▶ [Passage]

----

Making it a VOID! (are we ready to call that BAD-WORD! yet or not?) helps make it "ornery" in case you're writing code that isn't specially geared up for handling invisibility.

Having some signal is is an important element of being able to proxy information about invisibility via quoting...so that invisible operations can chain to each other if they want to.

In addition, there's a bit of a twist with NULL. By default, it just passes through NULL.

>> @(null)
; null

But if it receives what the system thinks of as the "NULL-2" isotope as input, you get something different... a "quoted null":

>> @(if true [null])
== '

Then this provides that chaining property:

>> unquote just '
; null-2

>> unquote null
; null

Using true null for the literalized ordinary null has the benefit of being falsey, while every quoted value is truthy. That's convenient!

The Behavior in PARSE is Aligned Nicely

Pieces have slotted into place on this, and the behavior is very parallel:

>> value: [some integer!]

>> parse? [[some integer!] [some integer!]] [some @value]
== #[true]

It's pleasing how this acts like if you'd written:

>> parse? [[some integer!] [some integer!]] [some '[some integer!]]
== #[true]

That's makes parity with the evaluator behavior of @ being a quoting operator.

----

▶ [Given entries]
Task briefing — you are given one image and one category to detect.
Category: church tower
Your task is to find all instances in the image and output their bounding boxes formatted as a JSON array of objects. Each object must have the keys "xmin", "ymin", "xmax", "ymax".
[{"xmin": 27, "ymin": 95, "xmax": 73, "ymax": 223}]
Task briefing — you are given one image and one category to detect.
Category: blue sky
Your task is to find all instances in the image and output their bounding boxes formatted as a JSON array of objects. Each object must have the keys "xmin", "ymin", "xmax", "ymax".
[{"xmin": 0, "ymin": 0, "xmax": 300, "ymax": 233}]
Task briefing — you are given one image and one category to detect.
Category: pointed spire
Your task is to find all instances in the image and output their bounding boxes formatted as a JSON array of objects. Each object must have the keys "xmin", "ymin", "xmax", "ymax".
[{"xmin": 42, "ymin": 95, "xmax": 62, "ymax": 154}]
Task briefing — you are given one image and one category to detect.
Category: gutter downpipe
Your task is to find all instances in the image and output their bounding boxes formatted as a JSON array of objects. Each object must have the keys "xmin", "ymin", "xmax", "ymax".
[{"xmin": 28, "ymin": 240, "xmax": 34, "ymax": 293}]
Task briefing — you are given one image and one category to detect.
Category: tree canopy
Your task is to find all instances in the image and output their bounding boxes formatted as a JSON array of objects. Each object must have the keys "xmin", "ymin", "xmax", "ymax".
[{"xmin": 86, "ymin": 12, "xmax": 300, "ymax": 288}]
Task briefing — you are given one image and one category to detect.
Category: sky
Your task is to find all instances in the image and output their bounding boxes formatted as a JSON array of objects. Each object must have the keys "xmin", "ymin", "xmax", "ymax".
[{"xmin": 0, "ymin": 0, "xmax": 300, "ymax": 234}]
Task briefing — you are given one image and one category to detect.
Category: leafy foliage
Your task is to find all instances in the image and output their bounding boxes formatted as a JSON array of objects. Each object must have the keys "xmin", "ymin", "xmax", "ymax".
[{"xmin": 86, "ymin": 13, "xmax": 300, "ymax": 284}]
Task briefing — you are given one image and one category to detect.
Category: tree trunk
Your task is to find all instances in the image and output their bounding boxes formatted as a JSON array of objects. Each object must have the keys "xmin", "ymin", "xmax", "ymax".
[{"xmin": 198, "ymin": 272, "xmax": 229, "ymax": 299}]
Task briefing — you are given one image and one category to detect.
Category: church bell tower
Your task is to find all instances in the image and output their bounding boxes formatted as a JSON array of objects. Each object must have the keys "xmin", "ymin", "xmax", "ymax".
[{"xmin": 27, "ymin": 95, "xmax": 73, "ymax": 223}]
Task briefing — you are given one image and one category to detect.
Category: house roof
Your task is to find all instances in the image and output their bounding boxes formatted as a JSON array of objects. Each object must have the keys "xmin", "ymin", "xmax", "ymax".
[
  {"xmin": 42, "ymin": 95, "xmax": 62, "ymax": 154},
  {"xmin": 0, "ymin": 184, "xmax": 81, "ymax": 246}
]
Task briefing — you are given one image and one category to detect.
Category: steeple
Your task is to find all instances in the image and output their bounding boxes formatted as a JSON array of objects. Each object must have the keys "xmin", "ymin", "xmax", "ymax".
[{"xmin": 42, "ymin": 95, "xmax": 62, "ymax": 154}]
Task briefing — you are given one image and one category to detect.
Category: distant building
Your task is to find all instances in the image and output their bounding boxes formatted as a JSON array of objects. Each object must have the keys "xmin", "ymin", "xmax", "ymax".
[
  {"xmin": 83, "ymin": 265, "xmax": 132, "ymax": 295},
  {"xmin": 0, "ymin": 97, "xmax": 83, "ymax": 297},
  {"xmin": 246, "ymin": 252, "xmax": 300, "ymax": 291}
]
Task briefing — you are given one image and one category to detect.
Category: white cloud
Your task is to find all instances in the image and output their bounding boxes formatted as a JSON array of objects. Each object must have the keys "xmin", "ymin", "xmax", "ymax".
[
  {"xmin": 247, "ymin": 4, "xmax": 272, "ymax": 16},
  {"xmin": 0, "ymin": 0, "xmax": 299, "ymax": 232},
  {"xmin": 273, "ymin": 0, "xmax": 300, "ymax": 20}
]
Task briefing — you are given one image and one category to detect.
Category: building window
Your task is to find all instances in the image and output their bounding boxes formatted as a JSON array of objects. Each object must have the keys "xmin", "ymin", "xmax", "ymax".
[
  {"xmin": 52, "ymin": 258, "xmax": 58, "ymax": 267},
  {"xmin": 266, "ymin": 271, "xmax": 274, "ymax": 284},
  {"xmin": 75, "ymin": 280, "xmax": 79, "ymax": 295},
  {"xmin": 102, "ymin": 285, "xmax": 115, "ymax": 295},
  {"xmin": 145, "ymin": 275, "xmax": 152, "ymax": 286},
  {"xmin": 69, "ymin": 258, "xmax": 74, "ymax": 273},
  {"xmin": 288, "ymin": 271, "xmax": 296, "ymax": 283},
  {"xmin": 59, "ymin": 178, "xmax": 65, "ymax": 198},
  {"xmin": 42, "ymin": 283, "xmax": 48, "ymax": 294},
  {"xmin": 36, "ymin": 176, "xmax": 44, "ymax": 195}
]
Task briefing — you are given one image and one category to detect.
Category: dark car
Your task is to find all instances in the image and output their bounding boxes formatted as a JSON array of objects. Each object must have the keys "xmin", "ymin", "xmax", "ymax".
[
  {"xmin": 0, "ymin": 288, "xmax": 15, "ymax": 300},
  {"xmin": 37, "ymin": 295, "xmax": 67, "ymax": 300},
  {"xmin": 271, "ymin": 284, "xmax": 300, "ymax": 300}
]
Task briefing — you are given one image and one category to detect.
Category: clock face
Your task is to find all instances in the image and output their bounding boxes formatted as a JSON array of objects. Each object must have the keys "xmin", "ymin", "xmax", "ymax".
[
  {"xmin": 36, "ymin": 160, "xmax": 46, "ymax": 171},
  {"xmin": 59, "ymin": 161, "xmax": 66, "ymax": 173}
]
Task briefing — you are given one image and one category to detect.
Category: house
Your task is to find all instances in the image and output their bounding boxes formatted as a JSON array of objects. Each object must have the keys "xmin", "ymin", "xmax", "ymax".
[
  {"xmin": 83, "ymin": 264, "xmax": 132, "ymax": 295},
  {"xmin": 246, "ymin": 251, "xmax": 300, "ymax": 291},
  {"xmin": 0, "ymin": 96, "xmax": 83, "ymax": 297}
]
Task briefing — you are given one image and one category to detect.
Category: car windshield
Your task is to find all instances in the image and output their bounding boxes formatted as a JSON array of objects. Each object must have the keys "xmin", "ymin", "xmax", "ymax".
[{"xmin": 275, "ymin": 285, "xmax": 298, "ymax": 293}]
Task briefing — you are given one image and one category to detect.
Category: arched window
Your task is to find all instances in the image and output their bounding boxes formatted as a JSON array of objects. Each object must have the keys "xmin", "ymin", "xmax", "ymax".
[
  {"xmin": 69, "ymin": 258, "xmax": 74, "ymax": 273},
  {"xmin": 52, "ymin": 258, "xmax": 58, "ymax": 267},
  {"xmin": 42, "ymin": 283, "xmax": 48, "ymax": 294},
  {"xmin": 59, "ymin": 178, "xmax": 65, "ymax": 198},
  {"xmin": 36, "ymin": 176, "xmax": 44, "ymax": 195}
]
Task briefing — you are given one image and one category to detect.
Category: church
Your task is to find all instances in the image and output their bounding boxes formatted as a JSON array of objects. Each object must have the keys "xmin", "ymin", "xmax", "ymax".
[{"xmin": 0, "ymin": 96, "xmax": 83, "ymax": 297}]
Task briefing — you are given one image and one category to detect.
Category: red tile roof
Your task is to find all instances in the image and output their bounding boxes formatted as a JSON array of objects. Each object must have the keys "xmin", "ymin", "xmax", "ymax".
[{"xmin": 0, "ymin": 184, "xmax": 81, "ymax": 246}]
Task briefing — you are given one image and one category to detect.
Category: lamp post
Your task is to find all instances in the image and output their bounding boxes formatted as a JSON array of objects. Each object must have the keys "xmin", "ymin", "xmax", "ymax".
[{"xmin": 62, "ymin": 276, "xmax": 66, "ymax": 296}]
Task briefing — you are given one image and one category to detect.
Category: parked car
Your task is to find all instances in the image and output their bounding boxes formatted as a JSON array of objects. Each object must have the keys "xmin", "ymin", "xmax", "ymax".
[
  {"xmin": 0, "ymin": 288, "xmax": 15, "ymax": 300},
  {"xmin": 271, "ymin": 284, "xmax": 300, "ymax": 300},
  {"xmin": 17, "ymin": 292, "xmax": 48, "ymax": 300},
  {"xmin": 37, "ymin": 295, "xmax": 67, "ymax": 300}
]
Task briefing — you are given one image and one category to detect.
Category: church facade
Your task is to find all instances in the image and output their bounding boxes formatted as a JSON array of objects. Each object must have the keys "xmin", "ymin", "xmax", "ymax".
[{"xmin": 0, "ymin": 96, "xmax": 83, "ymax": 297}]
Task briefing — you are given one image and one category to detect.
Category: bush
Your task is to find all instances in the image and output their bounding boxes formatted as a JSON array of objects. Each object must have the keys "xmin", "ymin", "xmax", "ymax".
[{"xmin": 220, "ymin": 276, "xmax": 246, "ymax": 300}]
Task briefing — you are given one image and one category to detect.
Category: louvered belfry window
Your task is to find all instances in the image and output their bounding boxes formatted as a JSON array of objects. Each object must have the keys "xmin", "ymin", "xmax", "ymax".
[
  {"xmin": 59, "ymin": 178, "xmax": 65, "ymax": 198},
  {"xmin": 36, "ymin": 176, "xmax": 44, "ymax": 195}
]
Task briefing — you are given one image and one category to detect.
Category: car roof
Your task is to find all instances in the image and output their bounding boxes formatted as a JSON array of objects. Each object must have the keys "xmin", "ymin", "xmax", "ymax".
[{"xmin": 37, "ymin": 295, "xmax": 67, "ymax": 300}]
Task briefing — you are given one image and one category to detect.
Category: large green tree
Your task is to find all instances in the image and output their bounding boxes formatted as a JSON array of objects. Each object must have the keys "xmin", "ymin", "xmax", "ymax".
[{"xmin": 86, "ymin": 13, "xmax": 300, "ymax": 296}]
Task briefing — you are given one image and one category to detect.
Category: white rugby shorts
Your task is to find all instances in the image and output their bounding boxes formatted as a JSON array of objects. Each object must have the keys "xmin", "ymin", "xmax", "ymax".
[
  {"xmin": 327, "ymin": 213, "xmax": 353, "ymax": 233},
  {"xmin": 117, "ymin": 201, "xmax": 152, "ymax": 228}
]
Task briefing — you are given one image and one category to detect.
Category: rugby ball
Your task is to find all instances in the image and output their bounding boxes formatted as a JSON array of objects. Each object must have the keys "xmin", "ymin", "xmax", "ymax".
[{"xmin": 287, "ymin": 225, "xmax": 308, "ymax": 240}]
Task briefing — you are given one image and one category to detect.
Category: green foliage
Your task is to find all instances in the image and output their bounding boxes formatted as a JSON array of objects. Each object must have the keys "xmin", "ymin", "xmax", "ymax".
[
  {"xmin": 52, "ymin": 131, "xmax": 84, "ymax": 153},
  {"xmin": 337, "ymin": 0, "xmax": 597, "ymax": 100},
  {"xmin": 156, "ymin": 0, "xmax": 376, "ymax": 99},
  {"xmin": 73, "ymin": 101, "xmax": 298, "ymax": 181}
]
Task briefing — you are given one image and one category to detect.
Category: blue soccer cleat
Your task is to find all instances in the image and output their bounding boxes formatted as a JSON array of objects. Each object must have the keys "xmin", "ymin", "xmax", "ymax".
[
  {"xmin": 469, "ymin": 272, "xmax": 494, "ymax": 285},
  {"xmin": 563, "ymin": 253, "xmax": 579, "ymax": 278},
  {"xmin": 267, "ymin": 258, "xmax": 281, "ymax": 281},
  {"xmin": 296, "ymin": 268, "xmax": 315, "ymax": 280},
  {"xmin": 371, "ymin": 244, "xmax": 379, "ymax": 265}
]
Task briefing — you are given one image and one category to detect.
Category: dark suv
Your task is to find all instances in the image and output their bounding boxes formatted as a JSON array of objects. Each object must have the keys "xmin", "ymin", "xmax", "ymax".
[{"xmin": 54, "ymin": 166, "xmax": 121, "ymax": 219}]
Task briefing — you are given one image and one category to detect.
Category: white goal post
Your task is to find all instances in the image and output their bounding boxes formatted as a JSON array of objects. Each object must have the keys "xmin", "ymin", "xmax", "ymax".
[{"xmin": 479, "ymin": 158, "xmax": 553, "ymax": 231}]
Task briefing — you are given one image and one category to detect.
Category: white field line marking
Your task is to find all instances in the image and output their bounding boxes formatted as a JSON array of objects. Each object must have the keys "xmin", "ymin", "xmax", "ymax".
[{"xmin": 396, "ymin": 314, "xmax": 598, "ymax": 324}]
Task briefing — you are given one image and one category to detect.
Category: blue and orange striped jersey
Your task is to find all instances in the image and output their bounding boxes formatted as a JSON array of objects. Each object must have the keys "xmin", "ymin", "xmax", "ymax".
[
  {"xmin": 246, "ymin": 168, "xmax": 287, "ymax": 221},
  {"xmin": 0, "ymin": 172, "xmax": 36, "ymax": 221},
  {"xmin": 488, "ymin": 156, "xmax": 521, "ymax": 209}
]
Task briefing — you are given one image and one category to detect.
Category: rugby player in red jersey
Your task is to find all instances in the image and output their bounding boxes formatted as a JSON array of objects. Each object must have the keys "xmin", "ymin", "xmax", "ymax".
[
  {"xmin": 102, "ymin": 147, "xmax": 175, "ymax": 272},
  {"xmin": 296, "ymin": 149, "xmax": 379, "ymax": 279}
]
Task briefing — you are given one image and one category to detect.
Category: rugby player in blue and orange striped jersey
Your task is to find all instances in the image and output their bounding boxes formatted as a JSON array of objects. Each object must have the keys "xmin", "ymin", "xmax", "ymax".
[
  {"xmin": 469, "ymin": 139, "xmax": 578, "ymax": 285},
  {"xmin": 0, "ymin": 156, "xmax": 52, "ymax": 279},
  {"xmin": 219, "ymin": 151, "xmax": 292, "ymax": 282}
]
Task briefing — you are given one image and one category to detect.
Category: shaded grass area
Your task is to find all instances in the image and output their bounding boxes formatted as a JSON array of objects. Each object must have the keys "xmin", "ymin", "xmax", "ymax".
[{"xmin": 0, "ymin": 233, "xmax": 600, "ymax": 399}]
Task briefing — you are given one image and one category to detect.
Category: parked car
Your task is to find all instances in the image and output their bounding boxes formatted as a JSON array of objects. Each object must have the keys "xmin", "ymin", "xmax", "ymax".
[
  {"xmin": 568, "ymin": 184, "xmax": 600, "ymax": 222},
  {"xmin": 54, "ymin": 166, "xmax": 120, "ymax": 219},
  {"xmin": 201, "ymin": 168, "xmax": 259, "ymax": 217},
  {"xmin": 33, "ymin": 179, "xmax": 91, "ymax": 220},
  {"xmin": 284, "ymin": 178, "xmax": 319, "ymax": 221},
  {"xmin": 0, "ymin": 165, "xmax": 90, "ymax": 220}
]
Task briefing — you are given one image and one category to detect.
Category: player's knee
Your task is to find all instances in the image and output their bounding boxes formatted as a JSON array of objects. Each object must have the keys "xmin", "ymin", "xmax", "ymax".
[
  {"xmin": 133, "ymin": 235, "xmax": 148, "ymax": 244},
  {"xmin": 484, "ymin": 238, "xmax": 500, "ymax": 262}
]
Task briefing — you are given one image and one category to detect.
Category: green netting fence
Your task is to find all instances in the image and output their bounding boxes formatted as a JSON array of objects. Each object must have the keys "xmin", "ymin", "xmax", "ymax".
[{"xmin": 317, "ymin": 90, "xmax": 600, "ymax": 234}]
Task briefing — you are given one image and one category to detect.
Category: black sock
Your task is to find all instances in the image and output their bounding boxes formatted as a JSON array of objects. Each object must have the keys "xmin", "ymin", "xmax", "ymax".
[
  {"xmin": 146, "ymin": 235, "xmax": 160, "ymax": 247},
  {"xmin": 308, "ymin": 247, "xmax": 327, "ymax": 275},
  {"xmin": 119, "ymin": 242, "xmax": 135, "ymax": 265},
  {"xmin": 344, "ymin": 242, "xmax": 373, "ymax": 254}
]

----

▶ [Your goal]
In the passage on quoting and invisibility, what advantage comes from using true null for the literalized ordinary null?

▶ [The answer]
It is falsey, while every quoted value is truthy.